STATED TASK 1:
Answer these questions using the passage on Wikipedia books and research:
(a) How many facts of his life does Seife claim Wikipedia gets wrong?
(b) Under what other name is the monthly overview of academic research about Wikipedia also published?
(c) How many posts did Osman analyze?
STATED TASK 2:
Quote the passage on Wikipedia books and research between "The bottom line" and "Wikimedia Research Newsletter.", inclusive.
STATED TASK 3:
Extend the passage on Wikipedia books and research, picking up after its final sentence.

SELECTED TEXT:
*-*-*

Meanwhile, in a recent radio interview—which is well worth listening to—Seife claims that Wikipedia gets four or five facts of his life wrong (not controversial claims, he says, just basic facts, though he doesn't name them), which knowing about the COI guideline he didn't fix. (Aside to Charles Seife: let me know about the non-controversial fixes needed and I'll make them myself. You won't need to go to The New Yorker à la Philip Roth.)
The bottom line on these two books: Wikipedians should read (and think carefully about) Jemielniak's Slate article, but only the hardier ones among us will gain the full benefit of his book, although all of us should thank him for writing it. More Wikipedians will enjoy Seife's book, though only a sliver of it is about Wikipedia, and perhaps everyone should listen to his radio interview, although for many of us both the book and interview will reinforce, rather than challenge, our existing views about the reliability of the information that surrounds us.
A monthly overview of recent academic research about Wikipedia and other Wikimedia projects, also published as the Wikimedia Research Newsletter.
Kim Osman has performed a fascinating study[1] on the three 2013 failed proposals to ban paid advocacy editing in the English language Wikipedia. Using a Constructivist Grounded Theory approach, Osman analyzed 573 posts from the three main votes on paid editing conducted in the community in November, 2013. She found that editors who opposed the ban felt that existing policies of neutrality and notability in WP already covered issues raised by paid advocacy editing, and that a fair and accurate encyclopedia article could be achieved by addressing the quality of the edits, not the people contributing the content. She also found that a significant challenge to any future policy is that the community 'is still not clear about what constitutes paid editing'.

*-*-*

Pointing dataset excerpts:
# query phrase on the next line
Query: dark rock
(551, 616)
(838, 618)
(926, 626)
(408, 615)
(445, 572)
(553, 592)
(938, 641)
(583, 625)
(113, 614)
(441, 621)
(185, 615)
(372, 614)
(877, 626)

*-*-*

WRITTEN RESPONSE 1:
(a) Four or five.
(b) The Wikimedia Research Newsletter.
(c) 573.

WRITTEN RESPONSE 2:
The bottom line on these two books: Wikipedians should read (and think carefully about) Jemielniak's Slate article, but only the hardier ones among us will gain the full benefit of his book, although all of us should thank him for writing it. More Wikipedians will enjoy Seife's book, though only a sliver of it is about Wikipedia, and perhaps everyone should listen to his radio interview, although for many of us both the book and interview will reinforce, rather than challenge, our existing views about the reliability of the information that surrounds us.
A monthly overview of recent academic research about Wikipedia and other Wikimedia projects, also published as the Wikimedia Research Newsletter.

WRITTEN RESPONSE 3:
Osman uses these results to argue that there has been a transition in the values of the English language Wikipedia editorial community from seeing commercial involvement as direct opposition to Wikipedia's core values (something repeated at the institutional level by the Wikimedia Foundation and Jimmy Wales who see a bright line between paid and unpaid editing) to an acceptance of paid professions and a resignation to their presence.
Osman argues that the romantic view of Wikipedia as a system somehow apart from the commercial market that characterized earlier depictions (such as those by Yochai Benkler) has been diluted in recent years and that sustainability in the current environment is linked to a platform's ability to integrate content across multiple places and spaces on the web. Osman also argues that these shifts reflect wider changes in assumptions about commerciality in digital media and that the boundaries between commercial and non-profit in the context of peer production are sometimes fuzzy, overlapping and not clearly defined.
Osman's close analysis of 573 posts is a valuable contribution to the ongoing policy debate about the role of paid editing in Wikipedia and will hopefully be used to inform future debates.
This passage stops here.